Task details → Your reply should be the full listing, copied exactly.
==================================================
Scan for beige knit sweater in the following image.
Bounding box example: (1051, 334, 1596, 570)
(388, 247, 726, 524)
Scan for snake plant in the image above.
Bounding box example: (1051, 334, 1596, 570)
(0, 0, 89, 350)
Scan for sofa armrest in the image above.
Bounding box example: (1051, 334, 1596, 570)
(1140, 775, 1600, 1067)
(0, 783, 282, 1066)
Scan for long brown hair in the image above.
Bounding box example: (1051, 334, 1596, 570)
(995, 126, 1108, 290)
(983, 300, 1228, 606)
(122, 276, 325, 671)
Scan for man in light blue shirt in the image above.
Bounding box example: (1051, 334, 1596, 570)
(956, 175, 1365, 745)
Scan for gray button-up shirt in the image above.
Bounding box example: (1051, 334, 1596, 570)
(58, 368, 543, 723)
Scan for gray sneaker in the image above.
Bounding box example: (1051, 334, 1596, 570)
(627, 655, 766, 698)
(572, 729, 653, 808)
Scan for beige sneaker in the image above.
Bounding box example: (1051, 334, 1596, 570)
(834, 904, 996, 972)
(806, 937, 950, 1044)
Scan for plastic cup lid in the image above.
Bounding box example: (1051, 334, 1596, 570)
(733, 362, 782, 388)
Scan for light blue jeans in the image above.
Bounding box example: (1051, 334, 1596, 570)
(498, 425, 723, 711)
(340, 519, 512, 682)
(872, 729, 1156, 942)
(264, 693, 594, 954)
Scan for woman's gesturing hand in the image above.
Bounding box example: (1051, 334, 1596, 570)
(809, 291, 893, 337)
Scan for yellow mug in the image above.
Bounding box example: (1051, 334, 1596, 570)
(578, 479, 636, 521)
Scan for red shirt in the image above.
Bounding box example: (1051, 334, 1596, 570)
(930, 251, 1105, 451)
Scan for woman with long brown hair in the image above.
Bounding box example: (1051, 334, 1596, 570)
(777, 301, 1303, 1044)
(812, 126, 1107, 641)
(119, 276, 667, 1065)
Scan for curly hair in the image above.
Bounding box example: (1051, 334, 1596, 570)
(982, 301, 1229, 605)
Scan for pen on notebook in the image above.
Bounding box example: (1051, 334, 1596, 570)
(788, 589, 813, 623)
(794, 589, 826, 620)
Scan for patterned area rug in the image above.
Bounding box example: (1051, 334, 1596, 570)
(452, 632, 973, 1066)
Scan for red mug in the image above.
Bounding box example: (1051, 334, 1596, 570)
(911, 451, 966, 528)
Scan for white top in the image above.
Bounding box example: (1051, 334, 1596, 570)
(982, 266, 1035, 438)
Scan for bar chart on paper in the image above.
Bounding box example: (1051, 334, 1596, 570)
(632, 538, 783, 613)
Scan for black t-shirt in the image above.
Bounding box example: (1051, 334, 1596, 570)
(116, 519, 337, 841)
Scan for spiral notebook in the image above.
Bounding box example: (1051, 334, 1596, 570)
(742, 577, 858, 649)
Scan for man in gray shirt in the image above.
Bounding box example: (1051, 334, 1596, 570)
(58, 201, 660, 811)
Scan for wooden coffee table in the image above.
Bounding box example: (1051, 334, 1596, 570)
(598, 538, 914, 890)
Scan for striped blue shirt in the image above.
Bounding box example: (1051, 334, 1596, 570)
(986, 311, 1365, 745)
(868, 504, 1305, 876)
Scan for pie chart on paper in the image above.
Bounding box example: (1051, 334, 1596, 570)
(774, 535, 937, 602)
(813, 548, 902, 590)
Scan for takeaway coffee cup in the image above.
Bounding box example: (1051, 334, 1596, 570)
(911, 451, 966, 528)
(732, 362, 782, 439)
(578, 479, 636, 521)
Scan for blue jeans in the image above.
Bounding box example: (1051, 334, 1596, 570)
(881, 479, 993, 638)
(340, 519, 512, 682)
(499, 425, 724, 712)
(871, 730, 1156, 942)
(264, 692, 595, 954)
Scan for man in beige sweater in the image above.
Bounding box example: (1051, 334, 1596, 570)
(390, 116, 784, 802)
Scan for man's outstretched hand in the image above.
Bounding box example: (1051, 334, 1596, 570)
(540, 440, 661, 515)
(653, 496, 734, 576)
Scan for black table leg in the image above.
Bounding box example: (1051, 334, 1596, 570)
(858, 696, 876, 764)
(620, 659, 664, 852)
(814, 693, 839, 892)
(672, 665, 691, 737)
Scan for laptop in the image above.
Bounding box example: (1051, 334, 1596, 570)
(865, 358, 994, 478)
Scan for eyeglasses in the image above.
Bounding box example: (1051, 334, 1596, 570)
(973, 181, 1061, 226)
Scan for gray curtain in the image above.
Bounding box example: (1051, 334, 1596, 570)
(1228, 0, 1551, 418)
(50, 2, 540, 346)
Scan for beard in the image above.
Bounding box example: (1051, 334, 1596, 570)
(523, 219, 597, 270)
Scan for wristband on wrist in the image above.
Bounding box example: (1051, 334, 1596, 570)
==================================================
Result of this exercise →
Scan for beige knit sweater in the following image.
Bounding box example: (1051, 334, 1596, 570)
(388, 247, 726, 524)
Scan for snake plant in the image above.
Bounding box example: (1051, 334, 1596, 570)
(0, 0, 89, 350)
Scan for sofa armrest in the image above.
Bounding box example: (1051, 334, 1596, 570)
(1140, 775, 1600, 1067)
(0, 783, 282, 1066)
Scan for long brown hair in the image above.
Bounding box example: (1051, 334, 1596, 570)
(995, 126, 1108, 290)
(983, 300, 1228, 606)
(122, 276, 325, 671)
Scan for man in light blue shirt in the image above.
Bounding box example: (1051, 334, 1596, 570)
(956, 175, 1365, 745)
Scan for gray button-up shirt in the image above.
Bounding box example: (1051, 334, 1596, 570)
(58, 368, 543, 723)
Scan for gray sneaker in the image above.
Bounding box example: (1051, 334, 1596, 570)
(627, 655, 766, 698)
(572, 729, 653, 808)
Scan for beige sneaker in the image above.
Bounding box example: (1051, 334, 1596, 570)
(834, 904, 996, 972)
(806, 937, 950, 1044)
Scan for plastic cup lid in the image above.
Bounding box example: (1051, 334, 1596, 570)
(733, 362, 782, 388)
Scan for light blue jeans in the image above.
Bounding box example: (1051, 334, 1596, 570)
(498, 425, 723, 711)
(340, 519, 512, 682)
(872, 729, 1156, 942)
(264, 693, 594, 954)
Scan for woman's gesturing hand in the image above.
Bounding box example: (1051, 334, 1596, 570)
(809, 291, 893, 337)
Scan for yellow mug in the image above.
Bounding box example: (1051, 334, 1596, 570)
(578, 479, 636, 521)
Scan for red shirt in the image above.
Bounding box example: (1051, 334, 1596, 570)
(930, 251, 1105, 451)
Scan for woman with long brown hair in the image above.
Bounding box example: (1051, 334, 1596, 570)
(777, 301, 1303, 1044)
(812, 126, 1107, 641)
(119, 276, 667, 1065)
Scan for curly hair in the image above.
Bounding box example: (1051, 334, 1596, 570)
(982, 301, 1229, 605)
Scan for pen on notebook in the image above.
Bounding box example: (1051, 334, 1596, 570)
(788, 589, 813, 623)
(794, 589, 826, 620)
Scan for patterned area rug in the image above.
Bounding box example: (1051, 334, 1596, 570)
(452, 632, 973, 1066)
Scan for red mug in the image above.
Bounding box example: (1051, 334, 1596, 570)
(911, 451, 966, 528)
Scan for white top in the image above.
Bounding box example: (1051, 334, 1596, 570)
(982, 266, 1035, 438)
Scan for bar chart on paper in the image above.
Bounding box example: (1051, 334, 1596, 570)
(632, 538, 783, 613)
Scan for black t-shirt in the image above.
Bounding box example: (1051, 334, 1596, 570)
(116, 519, 337, 841)
Scan for spiral notebook in the image above.
Bounding box example: (1051, 334, 1596, 570)
(742, 577, 858, 649)
Scan for man in gray shirt in the image above.
Bounding box example: (1051, 334, 1596, 570)
(58, 201, 660, 811)
Scan for wooden coffee table in the image above.
Bounding box example: (1051, 334, 1596, 570)
(598, 538, 914, 890)
Scan for striped blue shirt in the image above.
Bounding box example: (1051, 334, 1596, 570)
(986, 311, 1365, 745)
(868, 504, 1305, 876)
Scan for pie chart on paper in the image above.
Bounding box example: (1051, 334, 1596, 570)
(774, 535, 937, 602)
(813, 548, 902, 590)
Scan for takeaway coffee cup in the image above.
Bounding box example: (1051, 334, 1596, 570)
(911, 451, 966, 528)
(732, 362, 782, 439)
(578, 479, 636, 521)
Scan for blue jeans in the image above.
Bounding box example: (1051, 334, 1596, 570)
(881, 479, 993, 638)
(340, 519, 512, 682)
(499, 425, 724, 712)
(871, 730, 1156, 942)
(264, 692, 595, 954)
Scan for man in beige sweater in the image above.
Bounding box example: (1051, 334, 1596, 570)
(390, 116, 784, 802)
Scan for man's outstretched hand in the image above.
Bounding box example: (1051, 334, 1596, 570)
(540, 440, 661, 515)
(653, 496, 734, 576)
Scan for black table leg in the image above.
Bounding box example: (1051, 334, 1596, 570)
(858, 696, 876, 764)
(620, 659, 664, 852)
(814, 693, 839, 892)
(672, 665, 691, 737)
Scan for laptop in the image above.
Bounding box example: (1051, 334, 1596, 570)
(865, 358, 994, 478)
Scan for eyeglasses in the image above.
Bounding box example: (1051, 334, 1596, 570)
(973, 181, 1061, 226)
Scan for gray curtain in the image above.
Bounding box example: (1051, 334, 1596, 570)
(1228, 0, 1551, 418)
(50, 2, 540, 346)
Scan for beard in the image above.
Bounding box example: (1051, 334, 1596, 570)
(523, 219, 597, 270)
Scan for wristband on wrist in the image above.
Bounding box example: (1051, 334, 1596, 570)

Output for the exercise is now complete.